**Task to carry out:** Output all records below verbatim.

**Data excerpts:**
★ ★ ★ ★ ★

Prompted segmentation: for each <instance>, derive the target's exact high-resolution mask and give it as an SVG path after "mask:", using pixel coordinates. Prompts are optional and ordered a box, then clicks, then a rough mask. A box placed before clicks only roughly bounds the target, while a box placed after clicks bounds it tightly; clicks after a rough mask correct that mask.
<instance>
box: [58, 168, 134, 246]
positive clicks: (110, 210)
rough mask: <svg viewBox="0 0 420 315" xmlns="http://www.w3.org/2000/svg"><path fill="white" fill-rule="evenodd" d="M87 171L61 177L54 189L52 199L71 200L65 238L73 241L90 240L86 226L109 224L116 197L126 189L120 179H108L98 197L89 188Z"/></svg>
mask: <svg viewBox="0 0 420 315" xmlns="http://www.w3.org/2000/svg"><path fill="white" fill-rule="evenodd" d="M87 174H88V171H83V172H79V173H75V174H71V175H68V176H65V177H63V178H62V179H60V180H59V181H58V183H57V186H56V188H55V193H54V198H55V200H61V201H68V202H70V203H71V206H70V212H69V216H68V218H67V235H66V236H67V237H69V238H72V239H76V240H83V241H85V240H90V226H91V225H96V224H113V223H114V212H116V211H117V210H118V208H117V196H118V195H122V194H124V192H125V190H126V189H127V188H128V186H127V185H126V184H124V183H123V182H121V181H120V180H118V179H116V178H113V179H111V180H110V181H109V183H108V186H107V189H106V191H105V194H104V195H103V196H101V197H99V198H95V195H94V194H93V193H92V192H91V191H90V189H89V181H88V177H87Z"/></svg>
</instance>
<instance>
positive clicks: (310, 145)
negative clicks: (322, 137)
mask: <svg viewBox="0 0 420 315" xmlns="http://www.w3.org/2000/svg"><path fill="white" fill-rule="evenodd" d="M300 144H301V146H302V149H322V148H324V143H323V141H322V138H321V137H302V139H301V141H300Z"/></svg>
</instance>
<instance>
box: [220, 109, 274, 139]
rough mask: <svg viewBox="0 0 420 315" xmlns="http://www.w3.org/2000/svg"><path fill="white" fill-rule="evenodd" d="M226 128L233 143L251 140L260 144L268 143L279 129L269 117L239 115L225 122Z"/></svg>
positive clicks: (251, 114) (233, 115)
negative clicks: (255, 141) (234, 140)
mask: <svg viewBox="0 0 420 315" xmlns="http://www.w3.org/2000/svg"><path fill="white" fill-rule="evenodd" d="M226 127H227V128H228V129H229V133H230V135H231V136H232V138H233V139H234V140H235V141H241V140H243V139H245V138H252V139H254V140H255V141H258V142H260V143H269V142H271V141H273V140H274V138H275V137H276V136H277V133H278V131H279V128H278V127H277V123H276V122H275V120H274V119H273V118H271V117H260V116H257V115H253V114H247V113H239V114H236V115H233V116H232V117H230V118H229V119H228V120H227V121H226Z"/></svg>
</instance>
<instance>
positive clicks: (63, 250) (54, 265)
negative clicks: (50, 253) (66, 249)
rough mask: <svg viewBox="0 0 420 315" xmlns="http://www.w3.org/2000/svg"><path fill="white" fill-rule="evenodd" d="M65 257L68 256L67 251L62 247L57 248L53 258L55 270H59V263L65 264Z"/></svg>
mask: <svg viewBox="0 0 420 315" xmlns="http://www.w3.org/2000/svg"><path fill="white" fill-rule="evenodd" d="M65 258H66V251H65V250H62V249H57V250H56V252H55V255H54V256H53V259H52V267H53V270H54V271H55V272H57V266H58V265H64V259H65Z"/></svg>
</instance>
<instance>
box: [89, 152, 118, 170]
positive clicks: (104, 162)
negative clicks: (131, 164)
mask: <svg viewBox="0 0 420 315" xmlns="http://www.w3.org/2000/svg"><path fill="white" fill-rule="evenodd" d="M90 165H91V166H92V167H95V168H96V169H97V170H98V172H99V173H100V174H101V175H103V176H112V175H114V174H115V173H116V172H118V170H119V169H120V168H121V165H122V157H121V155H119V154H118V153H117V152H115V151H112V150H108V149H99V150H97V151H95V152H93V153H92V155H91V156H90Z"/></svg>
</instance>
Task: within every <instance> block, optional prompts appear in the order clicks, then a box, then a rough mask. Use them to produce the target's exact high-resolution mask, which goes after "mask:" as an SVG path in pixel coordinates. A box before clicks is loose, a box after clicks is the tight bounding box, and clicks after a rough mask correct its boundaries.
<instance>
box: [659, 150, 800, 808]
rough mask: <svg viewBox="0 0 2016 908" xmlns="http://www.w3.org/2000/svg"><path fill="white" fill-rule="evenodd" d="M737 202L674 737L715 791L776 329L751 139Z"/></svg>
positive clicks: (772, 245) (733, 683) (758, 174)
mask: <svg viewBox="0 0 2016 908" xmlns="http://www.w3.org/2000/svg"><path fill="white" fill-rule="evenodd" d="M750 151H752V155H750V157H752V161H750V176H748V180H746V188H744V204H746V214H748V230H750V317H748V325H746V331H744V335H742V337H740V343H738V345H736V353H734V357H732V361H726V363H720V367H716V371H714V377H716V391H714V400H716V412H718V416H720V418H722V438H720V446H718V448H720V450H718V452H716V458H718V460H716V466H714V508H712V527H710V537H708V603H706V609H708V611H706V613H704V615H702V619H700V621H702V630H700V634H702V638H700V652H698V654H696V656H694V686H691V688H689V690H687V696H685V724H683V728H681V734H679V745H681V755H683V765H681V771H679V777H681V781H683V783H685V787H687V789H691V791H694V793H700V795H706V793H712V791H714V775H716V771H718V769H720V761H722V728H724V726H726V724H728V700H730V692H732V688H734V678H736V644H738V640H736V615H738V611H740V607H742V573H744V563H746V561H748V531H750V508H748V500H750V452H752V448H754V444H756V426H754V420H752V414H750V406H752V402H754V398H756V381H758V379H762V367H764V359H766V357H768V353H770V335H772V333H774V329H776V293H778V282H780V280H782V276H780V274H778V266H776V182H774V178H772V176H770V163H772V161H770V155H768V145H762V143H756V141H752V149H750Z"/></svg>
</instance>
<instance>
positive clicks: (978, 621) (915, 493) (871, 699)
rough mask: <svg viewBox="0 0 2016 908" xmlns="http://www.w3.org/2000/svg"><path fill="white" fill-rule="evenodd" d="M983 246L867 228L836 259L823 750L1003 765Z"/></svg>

★ ★ ★ ★ ★

**Solved problem:**
Prompted segmentation: for each <instance>, derive the target's exact high-resolution mask and give it as an SVG path after "mask:", using pixel coordinates. Prompts are optional and ordered a box, then clicks, then a rough mask. A box placed before clicks only roughly bounds the target, while a box placed after clicks bounds it tightly; clicks after a rough mask correct that mask.
<instance>
box: [58, 168, 134, 246]
positive clicks: (110, 210)
rough mask: <svg viewBox="0 0 420 315" xmlns="http://www.w3.org/2000/svg"><path fill="white" fill-rule="evenodd" d="M87 171L61 177L54 189L52 199L71 200L65 238L73 241L90 240L86 226L109 224L116 197L126 189L120 179H108L98 197L89 188Z"/></svg>
mask: <svg viewBox="0 0 420 315" xmlns="http://www.w3.org/2000/svg"><path fill="white" fill-rule="evenodd" d="M87 174H88V171H83V172H79V173H75V174H71V175H68V176H65V177H63V178H62V179H60V180H59V181H58V183H57V186H56V188H55V193H54V198H55V200H61V201H68V202H70V203H71V206H70V212H69V216H68V218H67V235H66V236H67V237H69V238H72V239H76V240H83V241H85V240H90V226H91V225H96V224H113V223H114V212H116V211H117V210H118V208H117V196H118V195H122V194H124V192H125V190H126V189H127V188H128V186H127V185H126V184H124V183H123V182H121V181H120V180H118V179H116V178H113V179H111V180H110V181H109V183H108V186H107V189H106V191H105V194H104V195H103V196H101V197H99V198H95V195H94V194H93V193H92V192H91V191H90V189H89V181H88V177H87Z"/></svg>
</instance>
<instance>
positive clicks: (310, 145)
negative clicks: (322, 137)
mask: <svg viewBox="0 0 420 315" xmlns="http://www.w3.org/2000/svg"><path fill="white" fill-rule="evenodd" d="M300 144H301V146H302V149H322V148H324V143H323V141H322V138H321V137H302V139H301V141H300Z"/></svg>
</instance>
<instance>
box: [220, 109, 274, 139]
rough mask: <svg viewBox="0 0 420 315" xmlns="http://www.w3.org/2000/svg"><path fill="white" fill-rule="evenodd" d="M226 128L233 143L251 140L260 144L268 143L279 129L269 117L239 115L225 122Z"/></svg>
positive clicks: (251, 114) (233, 115)
negative clicks: (255, 141) (234, 140)
mask: <svg viewBox="0 0 420 315" xmlns="http://www.w3.org/2000/svg"><path fill="white" fill-rule="evenodd" d="M226 127H227V128H228V129H229V133H230V135H231V136H232V138H233V139H234V140H235V141H241V140H243V139H245V138H252V139H254V140H255V141H258V142H260V143H269V142H271V141H273V140H274V138H275V137H276V136H277V133H278V131H279V128H278V127H277V123H276V122H275V120H274V119H273V118H271V117H260V116H257V115H253V114H247V113H239V114H236V115H233V116H232V117H230V118H229V119H228V120H227V121H226Z"/></svg>
</instance>
<instance>
positive clicks: (63, 250) (54, 265)
negative clicks: (50, 253) (66, 249)
rough mask: <svg viewBox="0 0 420 315" xmlns="http://www.w3.org/2000/svg"><path fill="white" fill-rule="evenodd" d="M65 257L68 256L67 251L62 247L57 248L53 258L55 270H59V263L65 264Z"/></svg>
mask: <svg viewBox="0 0 420 315" xmlns="http://www.w3.org/2000/svg"><path fill="white" fill-rule="evenodd" d="M65 258H66V251H65V250H62V249H57V250H56V252H55V255H54V256H53V259H52V267H53V270H54V271H55V272H57V266H58V265H64V259H65Z"/></svg>
</instance>
<instance>
box: [89, 152, 118, 170]
positive clicks: (104, 162)
negative clicks: (131, 164)
mask: <svg viewBox="0 0 420 315" xmlns="http://www.w3.org/2000/svg"><path fill="white" fill-rule="evenodd" d="M90 165H91V166H92V167H95V168H96V169H97V170H98V172H99V173H100V174H101V175H103V176H112V175H114V174H115V173H116V172H118V170H119V169H120V168H121V165H122V157H121V155H119V154H118V153H117V152H115V151H112V150H108V149H99V150H97V151H95V152H93V153H92V155H91V156H90Z"/></svg>
</instance>
Task: within every <instance> block, optional prompts appear in the order clicks, then a box, then a rough mask. Use them to produce the target's exact high-resolution mask, which goes after "mask:" as an SVG path in pixel coordinates. A box before clicks is loose, a box after clicks is the tight bounding box, and clicks after a rough mask correct its boundaries.
<instance>
box: [659, 150, 800, 808]
rough mask: <svg viewBox="0 0 2016 908" xmlns="http://www.w3.org/2000/svg"><path fill="white" fill-rule="evenodd" d="M737 202L674 737L715 791L776 329L751 139Z"/></svg>
positive clicks: (772, 245) (733, 683) (758, 174)
mask: <svg viewBox="0 0 2016 908" xmlns="http://www.w3.org/2000/svg"><path fill="white" fill-rule="evenodd" d="M750 151H752V155H750V157H752V161H750V176H748V180H746V188H744V204H746V214H748V230H750V317H748V325H746V331H744V335H742V337H740V343H738V345H736V353H734V357H732V361H726V363H720V367H716V371H714V377H716V391H714V400H716V412H718V416H720V418H722V438H720V446H718V448H720V450H718V452H716V458H718V460H716V466H714V508H712V527H710V537H708V603H706V609H708V611H706V613H704V615H702V619H700V621H702V630H700V634H702V638H700V652H698V654H696V656H694V686H691V688H689V690H687V696H685V724H683V728H681V734H679V745H681V755H683V765H681V771H679V777H681V781H683V783H685V787H687V789H691V791H694V793H700V795H706V793H712V791H714V775H716V771H718V769H720V761H722V728H724V726H726V724H728V700H730V692H732V688H734V678H736V644H738V640H736V615H738V611H740V607H742V573H744V563H746V561H748V531H750V508H748V500H750V452H752V448H754V444H756V426H754V420H752V414H750V406H752V402H754V398H756V381H758V379H762V367H764V359H766V357H768V353H770V335H772V333H774V329H776V293H778V282H780V280H782V276H780V274H778V266H776V182H774V178H772V176H770V163H772V161H770V155H768V145H762V143H756V141H752V149H750Z"/></svg>
</instance>
<instance>
positive clicks: (978, 621) (915, 493) (871, 699)
rough mask: <svg viewBox="0 0 2016 908" xmlns="http://www.w3.org/2000/svg"><path fill="white" fill-rule="evenodd" d="M983 246L867 228L836 259L823 750L1003 765Z"/></svg>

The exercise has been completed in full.